### Your instructions
In the review of Nas's King's Disease, who is credited with the album's production?

*** Selected extract ***

Nas’ ‘King’s Disease’ Gets Derailed by Petty Misogyny
The Queensbridge icon’s legendary storytelling chops are undercut by his increasingly bad politics on his first album in eight years
On his 1994 coming-of-age masterpiece Illmatic, Nas rendered the sprawling Queensbridge Houses, and the thrills and despair of young Black life in Dinkins-era New York City, with the detail and scale of Bosch’s Garden of Earthly Delights. He’s never come close to making another Illmatic, but he’s still mining the album’s rich source material 26 years later.
The high points on King’s Disease, Nas’s first full-length album since 2012, are the songs when he revisits his formative experiences in the late Eighties and early to mid Nineties. Snapshots from those teenage years still come to him easily, and his lucid storytelling unspools in quarter-verse vignettes. The opening lines of “Blue Benz” recall the iconic opening scene in Belly: “I used to be at the Tunnel, 20 deep in a huddle/Razors on us that’ll make skin bubble, Moet, we guzzle/Chris Lighty let me in a few times with nines.” On “Car 85,” the car service preferred by hustlers of Nas’s generation inspires a summertime cruise down memory lane: “That’s NY, White Castle at midnight/ Fish sandwiches, 40-ounces, and fistfights.” Hit-Boy’s production on the album, which deftly weaves hazy horns, filtered soul samples, muted drums, and lots of piano, is a particularly apt backdrop during these moments of nostalgic reverie.

*** End of Selected extract ***
*** Excerpted records ***

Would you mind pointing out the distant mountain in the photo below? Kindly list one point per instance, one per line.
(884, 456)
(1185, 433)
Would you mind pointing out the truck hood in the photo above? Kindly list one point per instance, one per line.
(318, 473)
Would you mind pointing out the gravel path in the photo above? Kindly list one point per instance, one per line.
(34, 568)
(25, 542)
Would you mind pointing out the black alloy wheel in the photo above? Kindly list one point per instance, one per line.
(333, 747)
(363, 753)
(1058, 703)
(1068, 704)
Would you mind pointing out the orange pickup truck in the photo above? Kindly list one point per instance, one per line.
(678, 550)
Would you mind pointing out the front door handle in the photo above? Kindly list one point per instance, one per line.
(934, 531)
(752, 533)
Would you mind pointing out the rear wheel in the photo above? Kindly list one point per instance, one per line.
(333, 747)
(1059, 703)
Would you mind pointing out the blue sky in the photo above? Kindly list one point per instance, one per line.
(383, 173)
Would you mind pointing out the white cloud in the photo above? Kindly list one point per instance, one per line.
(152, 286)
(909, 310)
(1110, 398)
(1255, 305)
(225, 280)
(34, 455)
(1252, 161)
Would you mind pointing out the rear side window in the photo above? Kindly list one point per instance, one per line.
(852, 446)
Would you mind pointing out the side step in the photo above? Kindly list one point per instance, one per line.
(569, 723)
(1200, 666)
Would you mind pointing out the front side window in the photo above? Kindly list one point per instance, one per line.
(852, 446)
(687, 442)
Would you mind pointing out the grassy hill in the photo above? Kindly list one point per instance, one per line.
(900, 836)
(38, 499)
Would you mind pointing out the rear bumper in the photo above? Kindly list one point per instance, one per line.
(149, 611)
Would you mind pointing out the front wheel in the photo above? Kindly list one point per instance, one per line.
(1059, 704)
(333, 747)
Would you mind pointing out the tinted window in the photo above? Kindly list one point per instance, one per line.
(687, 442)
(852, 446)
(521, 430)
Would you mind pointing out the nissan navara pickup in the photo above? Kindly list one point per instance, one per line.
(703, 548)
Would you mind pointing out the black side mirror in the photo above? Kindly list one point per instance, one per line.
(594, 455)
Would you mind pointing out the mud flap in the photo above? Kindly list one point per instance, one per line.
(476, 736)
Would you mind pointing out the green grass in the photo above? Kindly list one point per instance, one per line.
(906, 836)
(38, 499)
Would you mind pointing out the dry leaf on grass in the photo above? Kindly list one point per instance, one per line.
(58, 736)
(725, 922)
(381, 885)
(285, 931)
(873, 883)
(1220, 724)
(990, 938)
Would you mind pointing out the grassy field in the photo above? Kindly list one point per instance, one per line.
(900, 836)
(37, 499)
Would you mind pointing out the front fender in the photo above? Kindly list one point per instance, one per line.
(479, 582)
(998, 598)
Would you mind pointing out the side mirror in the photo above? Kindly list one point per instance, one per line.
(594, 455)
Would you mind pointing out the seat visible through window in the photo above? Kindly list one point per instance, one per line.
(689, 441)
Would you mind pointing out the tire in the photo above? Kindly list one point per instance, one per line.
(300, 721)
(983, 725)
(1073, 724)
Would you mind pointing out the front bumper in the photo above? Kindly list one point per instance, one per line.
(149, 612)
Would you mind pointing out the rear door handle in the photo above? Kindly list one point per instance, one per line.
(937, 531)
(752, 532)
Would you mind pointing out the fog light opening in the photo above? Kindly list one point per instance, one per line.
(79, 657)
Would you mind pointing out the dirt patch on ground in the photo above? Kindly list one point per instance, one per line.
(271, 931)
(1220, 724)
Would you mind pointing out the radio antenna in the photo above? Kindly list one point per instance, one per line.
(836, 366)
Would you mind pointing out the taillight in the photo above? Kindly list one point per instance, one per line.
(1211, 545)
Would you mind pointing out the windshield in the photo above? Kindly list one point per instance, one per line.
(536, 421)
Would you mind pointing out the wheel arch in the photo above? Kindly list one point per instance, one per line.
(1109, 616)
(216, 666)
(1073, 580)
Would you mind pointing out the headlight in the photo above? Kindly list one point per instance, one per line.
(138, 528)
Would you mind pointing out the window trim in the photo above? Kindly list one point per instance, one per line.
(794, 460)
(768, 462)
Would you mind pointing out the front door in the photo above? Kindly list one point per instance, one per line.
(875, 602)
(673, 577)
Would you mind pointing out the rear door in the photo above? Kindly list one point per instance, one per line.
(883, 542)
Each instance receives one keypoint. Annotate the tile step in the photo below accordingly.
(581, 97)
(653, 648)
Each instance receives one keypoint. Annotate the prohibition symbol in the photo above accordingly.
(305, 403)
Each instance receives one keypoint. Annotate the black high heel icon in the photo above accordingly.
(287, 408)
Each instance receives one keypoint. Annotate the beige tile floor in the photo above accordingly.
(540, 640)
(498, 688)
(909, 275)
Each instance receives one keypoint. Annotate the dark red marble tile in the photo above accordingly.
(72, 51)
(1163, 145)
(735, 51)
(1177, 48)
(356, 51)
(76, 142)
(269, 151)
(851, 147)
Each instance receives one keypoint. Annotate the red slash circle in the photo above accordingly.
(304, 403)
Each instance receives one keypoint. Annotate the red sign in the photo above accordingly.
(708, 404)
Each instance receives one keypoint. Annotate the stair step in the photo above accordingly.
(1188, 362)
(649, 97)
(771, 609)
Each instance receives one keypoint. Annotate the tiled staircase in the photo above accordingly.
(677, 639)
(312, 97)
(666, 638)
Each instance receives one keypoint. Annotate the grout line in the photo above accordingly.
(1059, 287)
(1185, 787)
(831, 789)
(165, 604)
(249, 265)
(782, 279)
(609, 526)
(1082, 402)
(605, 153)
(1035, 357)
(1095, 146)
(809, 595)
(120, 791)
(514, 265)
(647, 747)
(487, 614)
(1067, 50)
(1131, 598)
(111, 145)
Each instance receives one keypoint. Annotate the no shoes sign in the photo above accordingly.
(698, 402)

*** End of Excerpted records ***

### Solution to the exercise
Hit-Boy